> **WHAT TO WORK ON**: Rewrite the part of the items below that opens with the line containing "find the decorative" and closes with the line containing "100, 141, 122, 151", substituting "stone relief" for "stone carving" and keeping all else unchanged.

··· MATERIALS PROVIDED ···

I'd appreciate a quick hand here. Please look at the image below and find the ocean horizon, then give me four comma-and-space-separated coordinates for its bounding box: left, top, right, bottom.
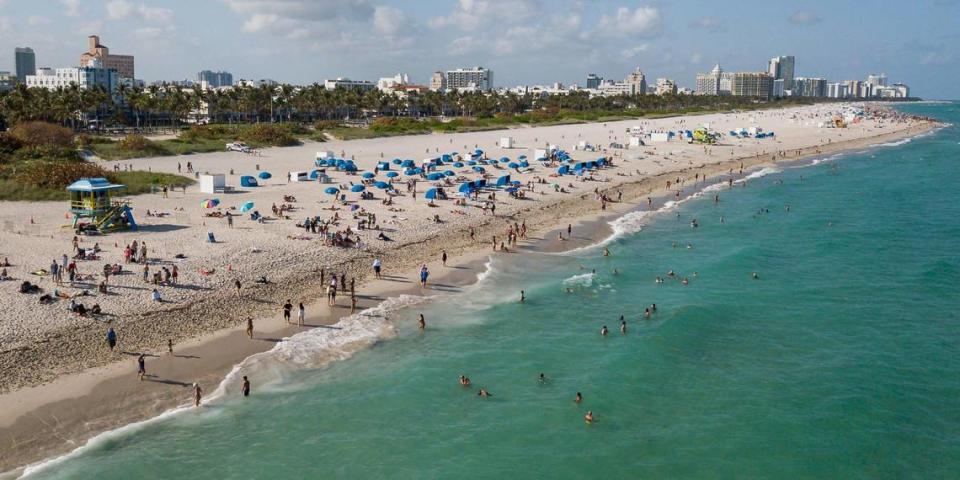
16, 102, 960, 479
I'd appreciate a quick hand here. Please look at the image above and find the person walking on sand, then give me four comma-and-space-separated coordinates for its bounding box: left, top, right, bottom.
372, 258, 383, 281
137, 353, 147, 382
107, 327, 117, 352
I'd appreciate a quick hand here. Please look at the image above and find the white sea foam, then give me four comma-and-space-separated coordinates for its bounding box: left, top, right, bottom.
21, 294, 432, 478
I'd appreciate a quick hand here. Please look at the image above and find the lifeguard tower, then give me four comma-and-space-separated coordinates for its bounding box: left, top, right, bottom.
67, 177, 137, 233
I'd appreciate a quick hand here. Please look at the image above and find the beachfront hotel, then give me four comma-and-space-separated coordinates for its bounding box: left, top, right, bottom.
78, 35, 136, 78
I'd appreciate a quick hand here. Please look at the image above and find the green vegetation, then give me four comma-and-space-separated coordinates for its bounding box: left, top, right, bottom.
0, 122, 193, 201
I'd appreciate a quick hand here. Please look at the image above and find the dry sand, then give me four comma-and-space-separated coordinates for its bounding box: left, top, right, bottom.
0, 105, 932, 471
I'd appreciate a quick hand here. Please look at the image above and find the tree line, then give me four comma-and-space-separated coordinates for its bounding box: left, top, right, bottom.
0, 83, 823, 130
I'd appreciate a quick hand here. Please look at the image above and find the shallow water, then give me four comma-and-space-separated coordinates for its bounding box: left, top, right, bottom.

···
··· MATERIALS PROVIDED ···

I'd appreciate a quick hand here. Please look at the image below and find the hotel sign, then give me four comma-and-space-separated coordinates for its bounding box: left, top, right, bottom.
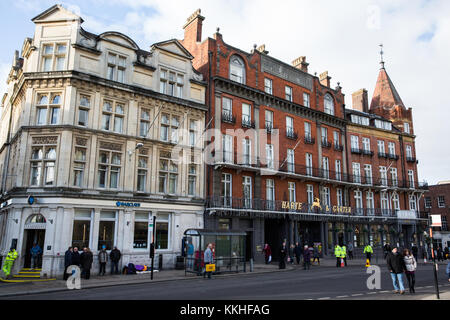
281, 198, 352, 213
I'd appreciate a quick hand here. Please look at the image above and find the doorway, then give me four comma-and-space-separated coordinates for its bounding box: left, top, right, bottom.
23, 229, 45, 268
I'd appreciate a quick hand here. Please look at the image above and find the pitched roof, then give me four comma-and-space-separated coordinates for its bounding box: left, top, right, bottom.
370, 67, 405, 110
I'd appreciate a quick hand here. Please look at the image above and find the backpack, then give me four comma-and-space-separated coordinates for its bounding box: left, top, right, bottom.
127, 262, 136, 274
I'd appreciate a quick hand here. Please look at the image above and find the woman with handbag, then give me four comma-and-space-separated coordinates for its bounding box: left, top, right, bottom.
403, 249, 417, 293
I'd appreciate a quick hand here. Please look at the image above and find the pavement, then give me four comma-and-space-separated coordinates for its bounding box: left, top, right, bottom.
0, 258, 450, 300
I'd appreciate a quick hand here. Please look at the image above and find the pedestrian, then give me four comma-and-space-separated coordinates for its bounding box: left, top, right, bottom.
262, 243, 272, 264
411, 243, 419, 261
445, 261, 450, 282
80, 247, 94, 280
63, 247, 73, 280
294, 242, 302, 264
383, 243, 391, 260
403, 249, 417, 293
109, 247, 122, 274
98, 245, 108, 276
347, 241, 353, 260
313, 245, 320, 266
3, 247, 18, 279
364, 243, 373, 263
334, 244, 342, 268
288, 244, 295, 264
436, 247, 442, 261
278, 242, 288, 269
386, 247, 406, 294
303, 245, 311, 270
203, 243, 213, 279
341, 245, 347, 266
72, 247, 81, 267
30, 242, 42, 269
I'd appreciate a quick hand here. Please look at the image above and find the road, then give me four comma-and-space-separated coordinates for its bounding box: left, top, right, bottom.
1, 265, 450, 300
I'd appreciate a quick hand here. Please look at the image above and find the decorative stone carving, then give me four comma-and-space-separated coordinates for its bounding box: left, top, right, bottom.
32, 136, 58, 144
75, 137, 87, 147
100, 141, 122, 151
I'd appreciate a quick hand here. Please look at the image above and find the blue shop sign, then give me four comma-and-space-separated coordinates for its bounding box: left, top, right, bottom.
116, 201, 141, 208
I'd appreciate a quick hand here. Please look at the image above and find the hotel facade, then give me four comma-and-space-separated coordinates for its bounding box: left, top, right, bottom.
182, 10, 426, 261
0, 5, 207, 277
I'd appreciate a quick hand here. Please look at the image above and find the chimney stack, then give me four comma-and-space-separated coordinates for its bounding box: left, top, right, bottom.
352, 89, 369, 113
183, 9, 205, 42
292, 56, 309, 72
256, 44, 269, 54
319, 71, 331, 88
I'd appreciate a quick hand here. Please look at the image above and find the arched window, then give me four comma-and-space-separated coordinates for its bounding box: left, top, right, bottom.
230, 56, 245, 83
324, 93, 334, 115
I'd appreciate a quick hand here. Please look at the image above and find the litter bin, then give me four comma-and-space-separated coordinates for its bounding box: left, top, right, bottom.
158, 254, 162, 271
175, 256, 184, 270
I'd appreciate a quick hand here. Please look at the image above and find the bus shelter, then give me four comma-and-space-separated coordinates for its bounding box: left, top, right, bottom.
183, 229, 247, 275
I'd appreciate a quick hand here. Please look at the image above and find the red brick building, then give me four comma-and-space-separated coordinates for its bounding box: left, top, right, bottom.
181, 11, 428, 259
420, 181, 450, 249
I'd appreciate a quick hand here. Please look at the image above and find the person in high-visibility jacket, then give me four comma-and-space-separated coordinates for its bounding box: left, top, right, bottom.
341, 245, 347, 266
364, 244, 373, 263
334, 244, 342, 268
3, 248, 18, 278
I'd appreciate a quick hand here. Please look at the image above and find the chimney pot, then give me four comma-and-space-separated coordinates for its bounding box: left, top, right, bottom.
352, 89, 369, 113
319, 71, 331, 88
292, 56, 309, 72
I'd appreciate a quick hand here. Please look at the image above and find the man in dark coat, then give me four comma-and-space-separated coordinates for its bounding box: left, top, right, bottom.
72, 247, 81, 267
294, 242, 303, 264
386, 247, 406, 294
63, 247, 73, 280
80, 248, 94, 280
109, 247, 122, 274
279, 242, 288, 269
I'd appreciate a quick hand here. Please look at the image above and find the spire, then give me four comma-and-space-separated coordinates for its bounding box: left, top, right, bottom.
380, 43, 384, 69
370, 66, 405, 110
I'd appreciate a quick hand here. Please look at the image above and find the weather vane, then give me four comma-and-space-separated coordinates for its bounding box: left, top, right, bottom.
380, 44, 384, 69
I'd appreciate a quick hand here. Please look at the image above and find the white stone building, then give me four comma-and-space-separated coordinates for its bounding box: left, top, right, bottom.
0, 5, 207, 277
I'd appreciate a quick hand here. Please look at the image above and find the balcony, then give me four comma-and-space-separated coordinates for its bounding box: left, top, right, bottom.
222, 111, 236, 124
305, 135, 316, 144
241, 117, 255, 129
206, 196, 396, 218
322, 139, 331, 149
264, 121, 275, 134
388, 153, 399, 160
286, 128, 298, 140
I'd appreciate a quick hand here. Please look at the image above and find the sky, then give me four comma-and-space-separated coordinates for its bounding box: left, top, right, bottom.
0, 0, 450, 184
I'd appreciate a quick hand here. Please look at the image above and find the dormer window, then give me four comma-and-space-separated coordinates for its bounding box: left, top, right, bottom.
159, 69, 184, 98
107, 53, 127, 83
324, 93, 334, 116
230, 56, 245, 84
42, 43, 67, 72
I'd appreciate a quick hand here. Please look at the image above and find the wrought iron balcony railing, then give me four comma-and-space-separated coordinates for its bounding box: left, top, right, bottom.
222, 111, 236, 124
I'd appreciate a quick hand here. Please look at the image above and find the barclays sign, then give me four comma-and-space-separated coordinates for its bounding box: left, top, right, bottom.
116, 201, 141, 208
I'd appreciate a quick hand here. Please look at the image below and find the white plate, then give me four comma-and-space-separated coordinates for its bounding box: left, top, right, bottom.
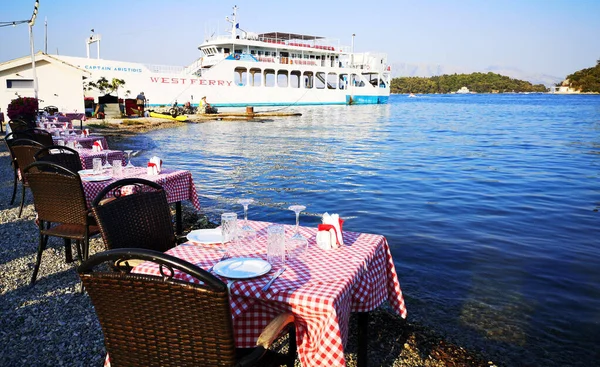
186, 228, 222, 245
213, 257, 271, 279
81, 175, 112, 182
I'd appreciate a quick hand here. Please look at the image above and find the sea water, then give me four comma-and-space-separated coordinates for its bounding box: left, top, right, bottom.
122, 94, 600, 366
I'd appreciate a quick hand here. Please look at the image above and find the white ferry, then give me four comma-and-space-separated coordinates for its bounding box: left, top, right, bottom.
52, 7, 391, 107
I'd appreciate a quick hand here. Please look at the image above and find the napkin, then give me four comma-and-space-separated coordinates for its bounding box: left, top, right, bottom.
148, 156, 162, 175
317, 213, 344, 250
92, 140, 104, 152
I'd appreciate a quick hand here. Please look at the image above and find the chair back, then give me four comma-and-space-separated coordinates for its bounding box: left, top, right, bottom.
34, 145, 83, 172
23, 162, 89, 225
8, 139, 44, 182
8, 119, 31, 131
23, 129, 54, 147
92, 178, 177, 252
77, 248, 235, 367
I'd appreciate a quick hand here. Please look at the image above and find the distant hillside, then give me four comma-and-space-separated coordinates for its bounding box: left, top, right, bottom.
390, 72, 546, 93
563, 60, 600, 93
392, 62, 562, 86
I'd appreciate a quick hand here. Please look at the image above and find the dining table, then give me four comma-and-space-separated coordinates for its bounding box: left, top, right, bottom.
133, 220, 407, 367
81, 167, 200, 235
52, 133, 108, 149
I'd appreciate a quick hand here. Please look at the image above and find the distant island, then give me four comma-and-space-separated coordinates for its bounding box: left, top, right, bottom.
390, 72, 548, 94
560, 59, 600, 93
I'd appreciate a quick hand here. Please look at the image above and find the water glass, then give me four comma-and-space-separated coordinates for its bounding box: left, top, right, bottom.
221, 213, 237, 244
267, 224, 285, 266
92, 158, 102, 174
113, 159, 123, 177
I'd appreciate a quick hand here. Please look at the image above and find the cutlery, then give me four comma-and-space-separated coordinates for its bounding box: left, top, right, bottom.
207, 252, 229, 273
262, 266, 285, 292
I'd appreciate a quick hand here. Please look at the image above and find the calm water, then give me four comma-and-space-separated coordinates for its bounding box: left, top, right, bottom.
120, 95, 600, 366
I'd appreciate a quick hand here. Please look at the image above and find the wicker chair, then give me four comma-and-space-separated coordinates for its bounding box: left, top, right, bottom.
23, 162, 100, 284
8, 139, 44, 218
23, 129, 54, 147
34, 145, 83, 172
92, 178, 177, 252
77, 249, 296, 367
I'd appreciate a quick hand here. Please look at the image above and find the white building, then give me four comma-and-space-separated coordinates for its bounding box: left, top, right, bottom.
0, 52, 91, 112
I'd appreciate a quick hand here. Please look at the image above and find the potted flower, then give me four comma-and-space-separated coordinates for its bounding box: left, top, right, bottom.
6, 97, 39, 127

···

> **CORRECT RESULT**:
I'd appreciate a quick hand here. Please look at the image above and find the decorative stone relief, then give me four comma-and-space-separated coordinates for its bounding box: left, top, right, bottom.
32, 136, 58, 144
75, 137, 87, 147
100, 141, 122, 151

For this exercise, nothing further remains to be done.